■ **MATERIAL FOR THIS EXERCISE**:
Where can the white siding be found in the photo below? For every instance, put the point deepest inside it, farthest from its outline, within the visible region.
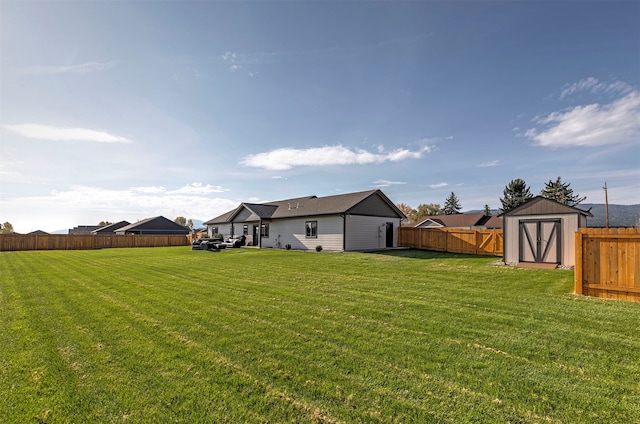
(569, 225)
(293, 232)
(369, 232)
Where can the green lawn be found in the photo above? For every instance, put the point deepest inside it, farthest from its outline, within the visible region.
(247, 335)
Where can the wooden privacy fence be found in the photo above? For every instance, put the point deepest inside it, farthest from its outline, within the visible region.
(473, 242)
(87, 241)
(608, 263)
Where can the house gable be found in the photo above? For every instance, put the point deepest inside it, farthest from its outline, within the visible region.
(376, 205)
(155, 225)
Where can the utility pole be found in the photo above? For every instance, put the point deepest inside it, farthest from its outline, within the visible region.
(606, 202)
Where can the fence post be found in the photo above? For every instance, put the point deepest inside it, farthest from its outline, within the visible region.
(578, 262)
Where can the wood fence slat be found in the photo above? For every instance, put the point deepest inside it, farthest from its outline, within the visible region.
(608, 263)
(475, 242)
(12, 242)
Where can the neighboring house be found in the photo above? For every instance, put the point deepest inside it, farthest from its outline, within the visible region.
(467, 221)
(111, 228)
(542, 231)
(365, 220)
(155, 225)
(83, 229)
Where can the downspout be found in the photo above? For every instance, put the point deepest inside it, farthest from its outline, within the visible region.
(344, 231)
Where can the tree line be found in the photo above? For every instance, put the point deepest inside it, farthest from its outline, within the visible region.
(515, 193)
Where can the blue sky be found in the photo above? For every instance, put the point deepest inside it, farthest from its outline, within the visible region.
(127, 110)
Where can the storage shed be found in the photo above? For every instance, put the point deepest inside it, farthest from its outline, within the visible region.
(541, 231)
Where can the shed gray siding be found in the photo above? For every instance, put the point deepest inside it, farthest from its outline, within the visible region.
(540, 209)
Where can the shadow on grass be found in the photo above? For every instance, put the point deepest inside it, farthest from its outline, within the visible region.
(427, 254)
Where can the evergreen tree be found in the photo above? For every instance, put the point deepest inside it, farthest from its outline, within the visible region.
(561, 193)
(407, 210)
(6, 228)
(452, 205)
(515, 194)
(426, 209)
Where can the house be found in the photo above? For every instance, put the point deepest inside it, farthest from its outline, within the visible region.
(83, 229)
(155, 225)
(365, 220)
(111, 228)
(467, 221)
(541, 231)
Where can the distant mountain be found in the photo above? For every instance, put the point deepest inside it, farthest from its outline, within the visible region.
(619, 215)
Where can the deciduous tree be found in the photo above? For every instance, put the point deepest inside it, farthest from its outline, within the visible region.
(452, 205)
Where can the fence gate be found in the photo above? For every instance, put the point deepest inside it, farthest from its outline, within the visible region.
(540, 241)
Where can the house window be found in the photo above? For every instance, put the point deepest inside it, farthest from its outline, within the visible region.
(311, 229)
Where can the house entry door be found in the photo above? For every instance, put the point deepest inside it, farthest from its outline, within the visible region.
(540, 241)
(256, 241)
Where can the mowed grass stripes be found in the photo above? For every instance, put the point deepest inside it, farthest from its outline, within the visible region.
(246, 335)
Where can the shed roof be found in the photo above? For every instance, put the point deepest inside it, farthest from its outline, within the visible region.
(542, 206)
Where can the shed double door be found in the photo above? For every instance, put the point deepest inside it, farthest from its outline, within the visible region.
(540, 241)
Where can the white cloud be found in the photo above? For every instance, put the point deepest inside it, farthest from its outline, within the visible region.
(48, 132)
(489, 164)
(198, 188)
(594, 124)
(439, 185)
(287, 158)
(86, 205)
(149, 190)
(77, 69)
(237, 63)
(386, 183)
(594, 86)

■ **TASK REQUIREMENTS**:
Could you print, word for word, the line containing "Where can the white cloud" and every line after it through the end of the records, and nothing else?

■ **TASK OUTPUT**:
Where can the white cloud be found in the photo above? For every instance, put the point deepest inside it, farthest from its outline, within the visible region.
(48, 132)
(489, 164)
(198, 188)
(594, 124)
(439, 185)
(287, 158)
(86, 205)
(149, 190)
(77, 69)
(237, 63)
(386, 183)
(594, 86)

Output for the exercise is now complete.